== Provided passage ==
======
When operating in either the normal voltage mode or the low voltage
mode on the basis of the external supply voltage Vcc, the exclusive
OR circuit 61 receives the first and second test mode signals TES1,
TES2 having a common level and delivers a signal SGX having a low
level. Thus, the exclusive OR circuit 61 delivers the signal SGX
having a high level during the test, and delivers the signal SGX
having a low level during an operation other than the test of the
charge pump circuit 10.
[0092] The first transfer gate 62 is preferably formed by a
combination of a PMOS transistor and an NMOS transistor, and has an
input terminal at which it receives the mode switching signal STTG
and an output terminal connected to the inverter circuit 66. The
PMOS transistor has its gate connected to the exclusive OR circuit
61 via the inverter circuit 64 to receive the signal SGX. The NMOS
transistor has its gate connected to the exclusive OR circuit 61
via the inverter circuits 64 and 65, so that the gate receives the
signal SGX.
[0093] When the signal SGX is at its L level during the normal
operation, the first transfer gate 62 is turned on. The mode
switching signal STTG produced by the internal circuit, not shown,
is delivered via the first transfer gate 62 and the inverter
circuits 66 to 68. The internal circuit detects the voltage level
of the external supply voltage Vcc and produces the switching
signal STTG having a level which depends on the voltage level. The
internal circuit produces the mode switching signal STTG having a
high level when the external supply voltage Vcc assumes a high
level (as in the normal voltage mode and operating in the single
stage booster pumping mode), and produces the mode switching signal
STTG having a low level when the external supply voltage Vcc
assumes a low level (as in the low voltage mode and operating in
the two stage booster pumping mode). Accordingly, the mode signal
SGM is set to its H level when the mode switching signal STTG
assumes an L level, and is set to its L level when the mode
switching signal STTG assumes an H level.
[0094] When the signal SGX is at its H level as during the test,
the first transfer gate 62 is turned off, whereby the mode
switching signal STTG cannot be delivered as the mode signal
SGM.
[0095] Preferably, the second transfer gate 63 is formed by a
combination of a PMOS transistor and an NMOS transistor. The PMOS
transistor has its gate connected to the exclusive OR circuit 61
via the inverter circuits 64 and 65 and receives the signal SGX.
======
== Objectives ==
1: In the charge pump passage, which two kinds of transistor are combined to form the first transfer gate 62?
2: Reproduce the charge pump passage from "[0095] Preferably, the" up to and including "receives the signal SGX.".

== Record set ==
======
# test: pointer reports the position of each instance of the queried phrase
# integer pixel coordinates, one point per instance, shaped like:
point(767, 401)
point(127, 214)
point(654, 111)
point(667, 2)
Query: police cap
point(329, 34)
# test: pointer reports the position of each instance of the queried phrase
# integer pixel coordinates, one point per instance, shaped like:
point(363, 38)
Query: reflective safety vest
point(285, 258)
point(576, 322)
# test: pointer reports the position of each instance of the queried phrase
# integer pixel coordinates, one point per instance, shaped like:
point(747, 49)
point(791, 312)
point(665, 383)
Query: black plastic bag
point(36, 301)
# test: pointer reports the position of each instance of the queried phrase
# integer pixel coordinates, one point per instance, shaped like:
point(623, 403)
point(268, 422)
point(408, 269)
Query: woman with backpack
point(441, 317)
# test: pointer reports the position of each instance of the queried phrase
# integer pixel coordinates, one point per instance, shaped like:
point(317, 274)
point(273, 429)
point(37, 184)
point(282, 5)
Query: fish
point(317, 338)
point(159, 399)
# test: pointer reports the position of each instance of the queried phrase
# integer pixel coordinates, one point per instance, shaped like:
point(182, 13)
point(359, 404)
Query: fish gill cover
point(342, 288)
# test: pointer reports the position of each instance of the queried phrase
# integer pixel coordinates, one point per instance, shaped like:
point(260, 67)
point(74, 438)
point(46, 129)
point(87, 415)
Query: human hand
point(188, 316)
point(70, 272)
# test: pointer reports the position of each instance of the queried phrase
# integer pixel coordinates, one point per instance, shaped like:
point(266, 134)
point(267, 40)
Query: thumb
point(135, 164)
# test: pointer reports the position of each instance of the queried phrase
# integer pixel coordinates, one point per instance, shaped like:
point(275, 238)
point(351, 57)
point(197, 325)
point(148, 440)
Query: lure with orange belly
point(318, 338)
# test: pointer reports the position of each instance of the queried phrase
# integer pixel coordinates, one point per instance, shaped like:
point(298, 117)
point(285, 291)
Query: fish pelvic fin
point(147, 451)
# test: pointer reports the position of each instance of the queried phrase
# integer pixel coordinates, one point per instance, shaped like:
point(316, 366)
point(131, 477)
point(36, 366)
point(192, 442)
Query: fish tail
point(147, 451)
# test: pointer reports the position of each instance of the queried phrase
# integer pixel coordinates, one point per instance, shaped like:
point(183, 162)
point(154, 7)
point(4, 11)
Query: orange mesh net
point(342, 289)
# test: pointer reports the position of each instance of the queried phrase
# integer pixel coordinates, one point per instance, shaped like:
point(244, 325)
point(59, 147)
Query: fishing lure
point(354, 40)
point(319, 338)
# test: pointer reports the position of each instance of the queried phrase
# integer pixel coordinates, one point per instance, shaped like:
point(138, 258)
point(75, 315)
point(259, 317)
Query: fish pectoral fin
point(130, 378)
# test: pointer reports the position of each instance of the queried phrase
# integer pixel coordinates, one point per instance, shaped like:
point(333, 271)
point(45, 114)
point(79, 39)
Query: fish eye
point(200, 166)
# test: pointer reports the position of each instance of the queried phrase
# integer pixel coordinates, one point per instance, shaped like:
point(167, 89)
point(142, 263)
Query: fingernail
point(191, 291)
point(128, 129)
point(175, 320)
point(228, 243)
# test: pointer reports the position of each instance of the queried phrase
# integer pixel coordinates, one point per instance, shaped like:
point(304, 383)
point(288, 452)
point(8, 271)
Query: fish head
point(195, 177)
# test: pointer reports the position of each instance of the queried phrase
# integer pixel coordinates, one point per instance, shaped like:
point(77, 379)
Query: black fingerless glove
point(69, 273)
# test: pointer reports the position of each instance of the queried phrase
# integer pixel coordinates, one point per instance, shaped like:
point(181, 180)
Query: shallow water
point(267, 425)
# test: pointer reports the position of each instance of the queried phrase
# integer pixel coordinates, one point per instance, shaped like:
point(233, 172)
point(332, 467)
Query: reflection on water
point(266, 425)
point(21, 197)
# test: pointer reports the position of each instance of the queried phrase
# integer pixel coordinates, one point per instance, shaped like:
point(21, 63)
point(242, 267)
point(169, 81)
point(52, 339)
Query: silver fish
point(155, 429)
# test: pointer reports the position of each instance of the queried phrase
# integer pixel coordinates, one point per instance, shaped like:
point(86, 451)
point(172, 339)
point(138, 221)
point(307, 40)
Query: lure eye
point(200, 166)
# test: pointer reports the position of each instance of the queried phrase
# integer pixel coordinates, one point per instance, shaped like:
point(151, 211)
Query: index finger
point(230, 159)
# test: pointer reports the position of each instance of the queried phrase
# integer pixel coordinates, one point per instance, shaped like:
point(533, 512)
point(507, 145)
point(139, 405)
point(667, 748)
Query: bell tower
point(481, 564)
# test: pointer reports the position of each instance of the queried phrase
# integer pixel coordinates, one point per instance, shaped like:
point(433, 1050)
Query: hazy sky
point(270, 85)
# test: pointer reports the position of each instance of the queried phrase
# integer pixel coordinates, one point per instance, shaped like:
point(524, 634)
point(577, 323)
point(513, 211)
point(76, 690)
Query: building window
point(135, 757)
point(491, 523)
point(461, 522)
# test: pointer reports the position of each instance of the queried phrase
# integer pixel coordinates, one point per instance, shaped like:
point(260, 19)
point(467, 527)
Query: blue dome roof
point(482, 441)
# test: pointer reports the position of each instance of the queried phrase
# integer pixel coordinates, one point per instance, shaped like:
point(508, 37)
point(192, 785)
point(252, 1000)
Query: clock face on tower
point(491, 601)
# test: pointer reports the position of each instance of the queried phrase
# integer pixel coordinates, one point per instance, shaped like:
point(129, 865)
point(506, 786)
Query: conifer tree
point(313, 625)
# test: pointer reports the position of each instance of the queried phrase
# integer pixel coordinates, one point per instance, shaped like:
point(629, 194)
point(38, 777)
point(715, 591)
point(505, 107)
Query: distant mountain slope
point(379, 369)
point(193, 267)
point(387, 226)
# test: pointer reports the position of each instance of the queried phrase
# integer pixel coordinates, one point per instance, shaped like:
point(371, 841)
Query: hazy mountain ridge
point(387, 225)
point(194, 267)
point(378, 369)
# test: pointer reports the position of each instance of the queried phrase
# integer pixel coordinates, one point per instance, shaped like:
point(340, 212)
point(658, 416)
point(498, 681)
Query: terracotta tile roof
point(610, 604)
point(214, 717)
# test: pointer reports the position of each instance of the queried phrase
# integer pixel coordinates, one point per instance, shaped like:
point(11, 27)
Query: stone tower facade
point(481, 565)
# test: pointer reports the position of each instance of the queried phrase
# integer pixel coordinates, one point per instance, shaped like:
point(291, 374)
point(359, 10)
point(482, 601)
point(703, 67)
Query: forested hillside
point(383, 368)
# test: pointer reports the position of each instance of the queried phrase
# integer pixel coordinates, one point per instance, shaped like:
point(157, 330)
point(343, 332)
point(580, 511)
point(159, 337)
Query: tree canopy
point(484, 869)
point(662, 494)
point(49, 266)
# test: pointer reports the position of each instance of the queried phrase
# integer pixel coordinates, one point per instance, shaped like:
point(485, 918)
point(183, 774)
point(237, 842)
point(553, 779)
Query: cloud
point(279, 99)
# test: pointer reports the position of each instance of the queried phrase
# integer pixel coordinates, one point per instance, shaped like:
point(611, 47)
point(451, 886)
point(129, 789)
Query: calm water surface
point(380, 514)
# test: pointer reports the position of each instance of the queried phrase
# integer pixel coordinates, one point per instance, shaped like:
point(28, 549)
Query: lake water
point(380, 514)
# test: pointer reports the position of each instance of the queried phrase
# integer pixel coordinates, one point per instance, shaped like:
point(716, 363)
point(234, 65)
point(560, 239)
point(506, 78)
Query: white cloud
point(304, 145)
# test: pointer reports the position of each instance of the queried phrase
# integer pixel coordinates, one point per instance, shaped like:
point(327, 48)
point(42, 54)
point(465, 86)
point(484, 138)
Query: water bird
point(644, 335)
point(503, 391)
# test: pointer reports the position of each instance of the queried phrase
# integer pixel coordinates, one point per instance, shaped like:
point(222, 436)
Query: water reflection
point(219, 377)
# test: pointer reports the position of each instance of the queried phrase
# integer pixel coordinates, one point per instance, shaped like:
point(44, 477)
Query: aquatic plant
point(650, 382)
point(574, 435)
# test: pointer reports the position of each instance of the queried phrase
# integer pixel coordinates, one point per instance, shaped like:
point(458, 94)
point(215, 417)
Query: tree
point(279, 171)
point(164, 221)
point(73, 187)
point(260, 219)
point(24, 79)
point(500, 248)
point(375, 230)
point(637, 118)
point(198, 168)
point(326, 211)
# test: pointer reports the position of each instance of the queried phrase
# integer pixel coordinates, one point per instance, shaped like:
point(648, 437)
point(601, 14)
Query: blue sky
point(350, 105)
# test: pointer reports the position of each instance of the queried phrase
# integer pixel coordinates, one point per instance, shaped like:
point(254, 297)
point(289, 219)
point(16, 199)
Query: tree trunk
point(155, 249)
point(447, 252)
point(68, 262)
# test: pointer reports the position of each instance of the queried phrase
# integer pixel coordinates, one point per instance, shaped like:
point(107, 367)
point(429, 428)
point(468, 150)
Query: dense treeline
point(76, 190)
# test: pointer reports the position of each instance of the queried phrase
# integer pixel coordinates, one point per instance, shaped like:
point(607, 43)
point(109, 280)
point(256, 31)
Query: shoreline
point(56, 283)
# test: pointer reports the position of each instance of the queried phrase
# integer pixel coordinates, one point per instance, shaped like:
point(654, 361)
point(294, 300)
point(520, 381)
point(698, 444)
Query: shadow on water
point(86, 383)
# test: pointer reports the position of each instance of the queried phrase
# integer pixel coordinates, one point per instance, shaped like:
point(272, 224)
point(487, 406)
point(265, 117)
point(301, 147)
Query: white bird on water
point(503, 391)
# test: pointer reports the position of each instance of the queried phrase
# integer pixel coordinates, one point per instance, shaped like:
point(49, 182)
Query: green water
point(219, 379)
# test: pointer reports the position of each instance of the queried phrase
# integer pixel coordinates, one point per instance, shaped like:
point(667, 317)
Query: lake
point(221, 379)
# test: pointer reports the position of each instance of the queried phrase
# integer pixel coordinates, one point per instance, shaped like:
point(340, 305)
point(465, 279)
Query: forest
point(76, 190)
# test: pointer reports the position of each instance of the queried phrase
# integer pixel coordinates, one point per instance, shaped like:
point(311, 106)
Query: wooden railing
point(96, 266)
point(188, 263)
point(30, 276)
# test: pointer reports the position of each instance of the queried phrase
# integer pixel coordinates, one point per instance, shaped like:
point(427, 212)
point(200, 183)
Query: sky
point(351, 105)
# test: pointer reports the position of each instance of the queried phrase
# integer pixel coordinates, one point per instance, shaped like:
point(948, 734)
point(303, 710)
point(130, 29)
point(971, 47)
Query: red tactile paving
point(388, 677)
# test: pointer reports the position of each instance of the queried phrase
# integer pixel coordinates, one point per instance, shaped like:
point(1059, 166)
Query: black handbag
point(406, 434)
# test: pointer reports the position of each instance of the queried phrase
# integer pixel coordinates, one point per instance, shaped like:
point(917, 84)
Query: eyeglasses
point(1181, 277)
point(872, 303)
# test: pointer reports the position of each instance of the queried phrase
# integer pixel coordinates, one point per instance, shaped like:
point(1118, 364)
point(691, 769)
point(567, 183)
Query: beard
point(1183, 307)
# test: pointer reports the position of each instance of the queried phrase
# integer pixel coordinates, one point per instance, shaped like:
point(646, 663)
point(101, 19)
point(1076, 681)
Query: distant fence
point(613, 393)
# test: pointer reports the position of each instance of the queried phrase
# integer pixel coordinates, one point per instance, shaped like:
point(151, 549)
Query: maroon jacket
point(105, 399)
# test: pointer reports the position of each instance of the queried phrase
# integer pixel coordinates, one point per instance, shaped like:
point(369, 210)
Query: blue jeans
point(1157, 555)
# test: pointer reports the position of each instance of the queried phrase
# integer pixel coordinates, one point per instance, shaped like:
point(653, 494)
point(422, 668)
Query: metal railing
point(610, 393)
======
== Results for each task ==
1: A PMOS transistor and an NMOS transistor.

2:
[0095] Preferably, the second transfer gate 63 is formed by a
combination of a PMOS transistor and an NMOS transistor. The PMOS
transistor has its gate connected to the exclusive OR circuit 61
via the inverter circuits 64 and 65 and receives the signal SGX.